提示された文章:
白髪無し!歯も丈夫!とありますけれど、これってそんなに珍しくないですよね。

僕はド田舎の漁村出身なんですが、バクバク肉を食べて、しかも酒浸りみたいなおじさんおばさんはそこらじゅうにいますし、しかもみんなすごく元気です。90を超えてもハッキリ喋れて、農作業をバリバリやってるおじさんとか、若杉さんよりも若く見える80代後半のおばさんだっていっぱいいいる。それともこれは田舎だからなんでしょうか、70を超えて元気なご老人って実は少ないとか…?

 

宗教にハマりやすい人

 

あとこのおばさん、宗教をこじらせてる。

ちょっと怪しげな新興宗教。

毎月献金?に行ってるそうです。

 

マクロビオティックしかり、マルチ商法しかり、偏見かもしれませんが、

こういった考えにハマり易い人って、宗教との親和性がすごく高いんですよね。

強烈な思想に、すごく染まりやすい。よく言えば素直、悪く言えばバカ。

 

彼らは、フィルターが強すぎるのかもしれない。

ひとつの思想に染まってしまったら、それ意外は視界に入らない。

反対意見を見ても、否定要素を探すことしかできない。

「肉を食べれば長生きする」って情報があったとしても、粗を探す事しかできない。

 

あえて情弱・情強という言葉を使うが、

情弱と情強を分けるのはここじゃないかって、僕は思う。

 

情弱な人は、心動かされる思想にであうと、そこで思考停止してしまう。

それ意外の事柄を認める事ができない。

対して情強な人は、正反対の意見の粗を探すんじゃなくて、「へぇ〜、こっちはこういう考えなんだ」って、客観的に考えられる。

異なる意見も一旦取り入れて、自分で考えた結論を出せないと、人の意見に流されてばかりか、もしくは信者まっしぐらだ。

 

 

そもそも、宗教やらマルチやらにハマる人は「情報を集める」事ができない。

 

今回の若杉さんの意見だって、インターネットで数秒検索すれば、反対意見や、危険性があれよあれよと見つかる。でもおばさんは調べる事ができない。

 

食習慣を変える事は、今後数十年間の生き方に影響を及ぼす大きな選択だ。

そんな選択を、一冊の本の意見に影響されて決めちゃっていいんだろうか。

10円単位で節約節約大騒ぎしているくせに、ふらっと不動産屋に行って、気分でマンションを買うような愚かさだ。

課題:
本文の中で高齢者の年齢を表している言い回しを、出てくる順にすべて書き出してください。

保存済みデータ
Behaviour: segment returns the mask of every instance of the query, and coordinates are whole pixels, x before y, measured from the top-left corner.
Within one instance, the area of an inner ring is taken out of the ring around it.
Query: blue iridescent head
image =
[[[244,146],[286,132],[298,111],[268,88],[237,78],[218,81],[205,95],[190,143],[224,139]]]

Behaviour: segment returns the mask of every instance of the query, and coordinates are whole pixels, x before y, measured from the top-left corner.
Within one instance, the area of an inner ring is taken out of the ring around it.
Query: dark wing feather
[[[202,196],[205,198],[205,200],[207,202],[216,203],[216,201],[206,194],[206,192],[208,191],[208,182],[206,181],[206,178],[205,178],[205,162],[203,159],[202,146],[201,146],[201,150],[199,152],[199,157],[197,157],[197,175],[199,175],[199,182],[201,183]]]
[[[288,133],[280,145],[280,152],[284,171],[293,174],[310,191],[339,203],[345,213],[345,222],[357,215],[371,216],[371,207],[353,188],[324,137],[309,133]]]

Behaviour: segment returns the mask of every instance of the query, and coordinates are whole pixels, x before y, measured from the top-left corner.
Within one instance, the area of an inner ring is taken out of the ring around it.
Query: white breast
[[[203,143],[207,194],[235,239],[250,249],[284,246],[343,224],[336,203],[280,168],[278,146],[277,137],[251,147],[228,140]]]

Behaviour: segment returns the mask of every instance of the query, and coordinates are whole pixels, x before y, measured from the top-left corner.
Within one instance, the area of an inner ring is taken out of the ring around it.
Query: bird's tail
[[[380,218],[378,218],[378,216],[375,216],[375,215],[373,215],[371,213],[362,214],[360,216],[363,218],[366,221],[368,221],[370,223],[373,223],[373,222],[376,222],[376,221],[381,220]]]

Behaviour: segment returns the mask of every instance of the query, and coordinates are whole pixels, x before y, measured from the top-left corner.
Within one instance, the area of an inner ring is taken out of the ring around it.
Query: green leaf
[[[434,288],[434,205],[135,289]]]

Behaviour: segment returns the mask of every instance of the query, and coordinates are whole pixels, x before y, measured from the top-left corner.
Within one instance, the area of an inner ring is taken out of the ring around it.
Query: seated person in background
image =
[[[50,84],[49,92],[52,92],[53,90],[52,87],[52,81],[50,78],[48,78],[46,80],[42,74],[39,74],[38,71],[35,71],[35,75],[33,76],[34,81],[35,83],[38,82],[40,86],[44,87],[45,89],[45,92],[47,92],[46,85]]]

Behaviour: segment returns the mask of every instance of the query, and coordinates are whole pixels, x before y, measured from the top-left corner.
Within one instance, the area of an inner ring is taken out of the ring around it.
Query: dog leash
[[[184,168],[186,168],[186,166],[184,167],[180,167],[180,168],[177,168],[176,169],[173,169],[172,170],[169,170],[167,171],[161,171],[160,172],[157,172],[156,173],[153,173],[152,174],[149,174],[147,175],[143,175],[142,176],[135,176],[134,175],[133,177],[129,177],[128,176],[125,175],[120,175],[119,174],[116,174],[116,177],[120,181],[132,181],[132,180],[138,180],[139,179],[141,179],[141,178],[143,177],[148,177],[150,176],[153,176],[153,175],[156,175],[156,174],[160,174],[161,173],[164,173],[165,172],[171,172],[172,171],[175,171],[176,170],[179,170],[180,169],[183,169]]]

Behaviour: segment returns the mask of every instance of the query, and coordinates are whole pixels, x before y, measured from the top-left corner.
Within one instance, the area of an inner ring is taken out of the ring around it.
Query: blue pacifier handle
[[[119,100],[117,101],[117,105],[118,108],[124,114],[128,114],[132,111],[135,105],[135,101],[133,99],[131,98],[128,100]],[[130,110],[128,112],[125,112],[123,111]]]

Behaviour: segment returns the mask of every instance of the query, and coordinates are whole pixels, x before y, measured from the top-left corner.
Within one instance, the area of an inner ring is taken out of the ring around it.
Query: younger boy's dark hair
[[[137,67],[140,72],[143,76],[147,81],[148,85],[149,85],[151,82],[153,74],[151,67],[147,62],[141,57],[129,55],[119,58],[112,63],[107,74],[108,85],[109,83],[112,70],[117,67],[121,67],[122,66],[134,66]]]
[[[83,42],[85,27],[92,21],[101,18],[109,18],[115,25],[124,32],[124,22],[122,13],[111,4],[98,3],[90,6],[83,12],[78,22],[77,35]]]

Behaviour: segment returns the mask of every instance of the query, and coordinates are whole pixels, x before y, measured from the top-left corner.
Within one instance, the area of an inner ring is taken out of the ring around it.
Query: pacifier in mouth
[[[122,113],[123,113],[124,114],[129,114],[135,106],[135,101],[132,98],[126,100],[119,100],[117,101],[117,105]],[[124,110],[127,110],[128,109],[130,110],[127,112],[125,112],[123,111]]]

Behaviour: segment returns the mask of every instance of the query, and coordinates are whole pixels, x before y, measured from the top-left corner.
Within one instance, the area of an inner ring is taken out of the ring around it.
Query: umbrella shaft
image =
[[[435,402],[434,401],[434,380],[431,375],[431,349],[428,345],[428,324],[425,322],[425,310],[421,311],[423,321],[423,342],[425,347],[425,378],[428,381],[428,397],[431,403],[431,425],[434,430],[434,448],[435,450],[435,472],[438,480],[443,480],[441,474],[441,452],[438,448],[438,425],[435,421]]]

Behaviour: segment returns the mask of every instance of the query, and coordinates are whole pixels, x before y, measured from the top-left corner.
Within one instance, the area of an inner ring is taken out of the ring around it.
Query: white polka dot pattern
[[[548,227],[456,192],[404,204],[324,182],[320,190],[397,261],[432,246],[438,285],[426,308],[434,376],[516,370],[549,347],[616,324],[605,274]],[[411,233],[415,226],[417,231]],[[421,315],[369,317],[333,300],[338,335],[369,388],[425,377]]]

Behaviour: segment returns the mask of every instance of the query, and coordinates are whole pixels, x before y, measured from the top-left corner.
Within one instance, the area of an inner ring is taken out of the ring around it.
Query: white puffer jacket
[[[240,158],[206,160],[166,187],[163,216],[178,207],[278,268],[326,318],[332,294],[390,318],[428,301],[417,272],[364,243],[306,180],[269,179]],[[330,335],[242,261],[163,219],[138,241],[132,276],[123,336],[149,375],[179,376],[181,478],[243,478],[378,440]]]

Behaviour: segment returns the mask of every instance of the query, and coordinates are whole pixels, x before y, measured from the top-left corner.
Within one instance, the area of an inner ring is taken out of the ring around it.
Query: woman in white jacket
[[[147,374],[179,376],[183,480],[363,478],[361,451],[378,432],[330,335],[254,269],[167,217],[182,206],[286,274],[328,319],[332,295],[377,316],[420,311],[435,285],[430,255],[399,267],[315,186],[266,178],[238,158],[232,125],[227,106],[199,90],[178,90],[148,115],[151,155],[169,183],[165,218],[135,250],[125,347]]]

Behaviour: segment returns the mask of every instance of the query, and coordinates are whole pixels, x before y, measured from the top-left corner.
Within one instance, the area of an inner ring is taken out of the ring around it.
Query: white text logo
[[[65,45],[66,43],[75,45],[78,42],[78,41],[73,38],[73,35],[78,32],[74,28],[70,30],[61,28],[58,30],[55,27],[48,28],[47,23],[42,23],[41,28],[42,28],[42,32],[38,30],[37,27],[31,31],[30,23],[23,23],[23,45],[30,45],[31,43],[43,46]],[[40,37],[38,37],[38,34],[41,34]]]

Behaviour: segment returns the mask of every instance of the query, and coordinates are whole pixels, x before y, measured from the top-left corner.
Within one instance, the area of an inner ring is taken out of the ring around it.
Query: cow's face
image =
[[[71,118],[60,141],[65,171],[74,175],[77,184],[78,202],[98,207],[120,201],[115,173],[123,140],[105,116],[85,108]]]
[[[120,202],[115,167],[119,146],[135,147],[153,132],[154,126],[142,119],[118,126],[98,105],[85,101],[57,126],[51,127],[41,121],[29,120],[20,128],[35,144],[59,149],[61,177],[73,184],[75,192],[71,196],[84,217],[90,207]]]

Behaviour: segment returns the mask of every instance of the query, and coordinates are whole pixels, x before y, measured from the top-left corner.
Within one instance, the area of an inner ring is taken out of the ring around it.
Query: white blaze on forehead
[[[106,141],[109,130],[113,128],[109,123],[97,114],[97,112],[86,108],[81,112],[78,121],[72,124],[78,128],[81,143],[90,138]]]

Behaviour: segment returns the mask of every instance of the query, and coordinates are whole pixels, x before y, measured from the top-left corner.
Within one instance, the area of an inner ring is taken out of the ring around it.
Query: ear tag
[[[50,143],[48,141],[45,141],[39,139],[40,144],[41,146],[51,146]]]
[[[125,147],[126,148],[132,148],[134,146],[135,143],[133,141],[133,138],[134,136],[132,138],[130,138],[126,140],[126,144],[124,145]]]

回答:
- 90を超えても
- 80代後半
- 70を超えて